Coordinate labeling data
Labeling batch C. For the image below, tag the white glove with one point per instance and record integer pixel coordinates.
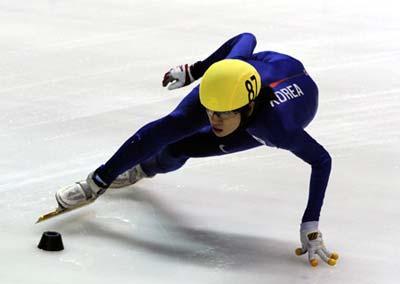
(79, 193)
(311, 241)
(179, 76)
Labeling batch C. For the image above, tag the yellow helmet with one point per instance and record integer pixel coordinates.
(228, 85)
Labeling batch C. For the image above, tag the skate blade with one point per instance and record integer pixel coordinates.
(59, 211)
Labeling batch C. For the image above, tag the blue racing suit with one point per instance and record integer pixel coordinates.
(290, 101)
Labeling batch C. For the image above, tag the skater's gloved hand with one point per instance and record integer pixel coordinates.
(81, 192)
(178, 77)
(311, 241)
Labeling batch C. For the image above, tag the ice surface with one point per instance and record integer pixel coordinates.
(79, 77)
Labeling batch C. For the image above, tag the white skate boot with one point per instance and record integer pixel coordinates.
(129, 177)
(79, 193)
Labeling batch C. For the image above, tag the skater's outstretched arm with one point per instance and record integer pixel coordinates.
(238, 47)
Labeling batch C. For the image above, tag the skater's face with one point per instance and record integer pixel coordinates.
(223, 123)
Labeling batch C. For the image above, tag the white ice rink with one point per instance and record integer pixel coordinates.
(77, 78)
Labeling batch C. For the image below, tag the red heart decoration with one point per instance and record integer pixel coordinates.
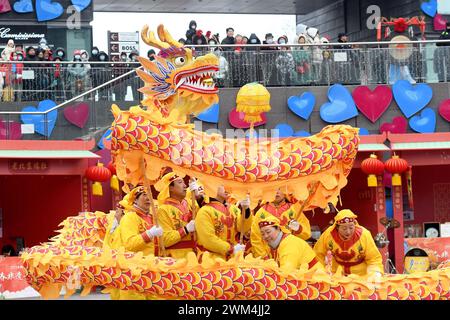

## Problem description
Rewrite all of the records with "integer pixel coordinates" replaced by "whole-number pixel coordinates" wherever it appears, keeping everything else the same. Omit the pictures from your answer.

## Exercise answer
Labeling batch C. For the image below, tag the white glove with one point per instance and record whole-number pixel coordinates.
(79, 193)
(311, 241)
(179, 76)
Labeling batch C. For the image above, tag the yellow helmet with one point per instance and record whole-number pixel coordinates.
(228, 85)
Labeling batch C. For the image above, tag the skate blade with one point per instance and record whole-number pixel coordinates.
(59, 211)
Labeling batch C. For the image above, tag the blue racing suit with one point per instance and record whole-number pixel coordinates.
(290, 101)
Labeling batch C. For the image above, tag the skater's gloved hand with one point per instance and record whole-number pixel coordinates.
(81, 192)
(178, 77)
(311, 241)
Labeling batch C. For the image above, tag the ice surface with one point per instance and record whole-number pixel coordinates.
(79, 77)
Labeling batch C. For the image above, tag the white skate boot with one point per instance and record whole-number pixel coordinates.
(129, 177)
(79, 193)
Labeling batch C. For the image above, tag the skater's outstretched arm with one point per instance and record whole-number pixel coordinates.
(238, 47)
Labeling batch C. For the image above, tag the skater's face with one point per instance and record whole-number pixel coordinates.
(223, 123)
Labeling batch C. For the image above, tag the white ice rink with one point per instance and record whole-number pixel coordinates.
(77, 78)
Labeling batch C. For the image below, tag the red heart decoration with one point per instance and record whole-number pixel coordinates.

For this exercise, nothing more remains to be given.